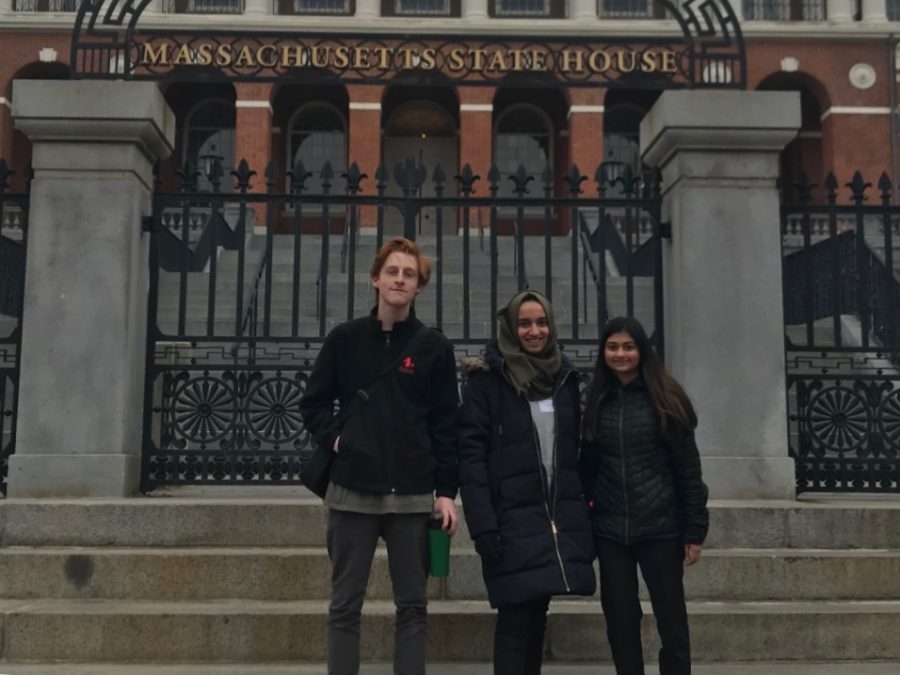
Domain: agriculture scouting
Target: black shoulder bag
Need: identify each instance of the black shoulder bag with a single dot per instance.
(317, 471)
..............................
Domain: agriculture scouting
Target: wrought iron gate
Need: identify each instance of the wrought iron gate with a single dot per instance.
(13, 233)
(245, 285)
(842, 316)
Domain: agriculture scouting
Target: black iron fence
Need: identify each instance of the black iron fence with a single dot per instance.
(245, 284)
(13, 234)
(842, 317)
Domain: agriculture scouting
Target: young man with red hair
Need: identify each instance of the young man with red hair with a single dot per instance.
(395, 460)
..............................
_Task requirements_. Gather every line of the data above that contains the word 'single'. Case counts.

_Expected answer_.
Need: identify each instance of the black shoulder bag with a single dot per instance.
Need: identify each instance of the wrought iron gate with a single dot per instance.
Need: identify each instance of the black iron fence with a single dot per instance.
Need: identify each instance of the young man with red hair with a single dot per instance.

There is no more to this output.